=== CHALLENGES ===
a) According to the article on Chinese robotaxis, how many ride-hailing drivers are there in China?
b) Add 68 to every coordinate value in the answers of the records, then reproduce the stretch from the line containing "Where can the blurred green" through the end of the records, requests included.

=== TEXT TO READ ===
————

WUHAN, China — Liu Yi is among China’s 7 million ride-hailing drivers. A 36-year-old Wuhan resident, he started driving part-time this year when construction work slowed in the face of a nationwide glut of unsold apartments.
Now he predicts another crisis as he stands next to his car watching neighbors order driverless taxis.
“Everyone will go hungry,” he said of Wuhan drivers competing against robotaxis from Apollo Go, a subsidiary of technology giant Baidu 9888.HK.
Baidu and the Ministry of Industry and Information Technology declined comment.
Ride-hailing and taxi drivers are among the first workers globally to face the threat of job loss from artificial intelligence as thousands of robotaxis hit Chinese streets, economists and industry experts said.
Self-driving technology remains experimental but China has moved aggressively to green-light trials compared with the U.S which is quick to launch investigations and suspend approvals after accidents.
At least 19 Chinese cities are running robotaxi and robobus tests, disclosure showed. Seven have approved tests without human-driver monitors by at least five industry leaders: Apollo Go, Pony.ai, WeRide, AutoX and SAIC Motor 600104.SS.

————

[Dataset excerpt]
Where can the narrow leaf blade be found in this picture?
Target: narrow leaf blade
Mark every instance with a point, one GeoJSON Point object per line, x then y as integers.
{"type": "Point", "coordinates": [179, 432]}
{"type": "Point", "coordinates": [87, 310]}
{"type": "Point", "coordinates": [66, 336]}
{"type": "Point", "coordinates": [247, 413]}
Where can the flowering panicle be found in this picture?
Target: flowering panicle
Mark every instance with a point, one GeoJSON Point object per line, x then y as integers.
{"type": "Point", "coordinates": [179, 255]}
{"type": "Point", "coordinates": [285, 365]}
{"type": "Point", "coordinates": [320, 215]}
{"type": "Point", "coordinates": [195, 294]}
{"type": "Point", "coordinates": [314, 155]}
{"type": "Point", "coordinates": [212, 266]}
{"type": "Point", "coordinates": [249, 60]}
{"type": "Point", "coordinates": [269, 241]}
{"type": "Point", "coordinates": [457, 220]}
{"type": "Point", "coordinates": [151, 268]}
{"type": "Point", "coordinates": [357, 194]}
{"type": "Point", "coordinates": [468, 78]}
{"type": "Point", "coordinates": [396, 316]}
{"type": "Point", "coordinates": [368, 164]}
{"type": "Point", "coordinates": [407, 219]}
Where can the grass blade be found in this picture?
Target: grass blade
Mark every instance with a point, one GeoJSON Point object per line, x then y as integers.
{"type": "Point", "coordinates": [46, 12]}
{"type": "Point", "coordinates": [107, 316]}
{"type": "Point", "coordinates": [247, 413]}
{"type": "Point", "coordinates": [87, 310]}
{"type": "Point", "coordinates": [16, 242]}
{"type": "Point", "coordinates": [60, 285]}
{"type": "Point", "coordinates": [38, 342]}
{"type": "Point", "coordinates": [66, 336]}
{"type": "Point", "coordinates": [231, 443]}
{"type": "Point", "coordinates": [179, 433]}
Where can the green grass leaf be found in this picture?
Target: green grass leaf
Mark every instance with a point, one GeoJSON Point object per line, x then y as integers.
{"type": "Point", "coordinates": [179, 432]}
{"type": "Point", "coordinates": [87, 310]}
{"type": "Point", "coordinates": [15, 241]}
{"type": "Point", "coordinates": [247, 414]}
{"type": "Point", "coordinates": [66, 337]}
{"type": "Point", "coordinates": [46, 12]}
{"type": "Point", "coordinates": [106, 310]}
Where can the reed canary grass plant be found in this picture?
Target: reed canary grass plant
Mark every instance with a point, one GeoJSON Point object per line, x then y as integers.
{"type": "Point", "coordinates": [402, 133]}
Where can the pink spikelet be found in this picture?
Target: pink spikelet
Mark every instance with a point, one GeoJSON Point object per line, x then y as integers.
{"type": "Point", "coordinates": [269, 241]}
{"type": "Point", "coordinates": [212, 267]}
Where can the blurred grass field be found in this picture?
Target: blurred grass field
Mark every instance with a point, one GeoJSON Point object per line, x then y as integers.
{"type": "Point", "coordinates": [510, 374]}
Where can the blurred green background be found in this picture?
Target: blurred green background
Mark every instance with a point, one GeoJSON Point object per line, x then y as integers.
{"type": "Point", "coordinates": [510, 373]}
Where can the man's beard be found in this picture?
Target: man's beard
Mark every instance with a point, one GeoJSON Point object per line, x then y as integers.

————

=== TASK-BY-TASK ANSWERS ===
a) China has 7 million ride-hailing drivers.

b)
Where can the blurred green background be found in this picture?
Target: blurred green background
Mark every instance with a point, one GeoJSON Point object per line, x then y as integers.
{"type": "Point", "coordinates": [578, 441]}
Where can the man's beard be found in this picture?
Target: man's beard
Mark every instance with a point, one GeoJSON Point object per line, x then y as integers.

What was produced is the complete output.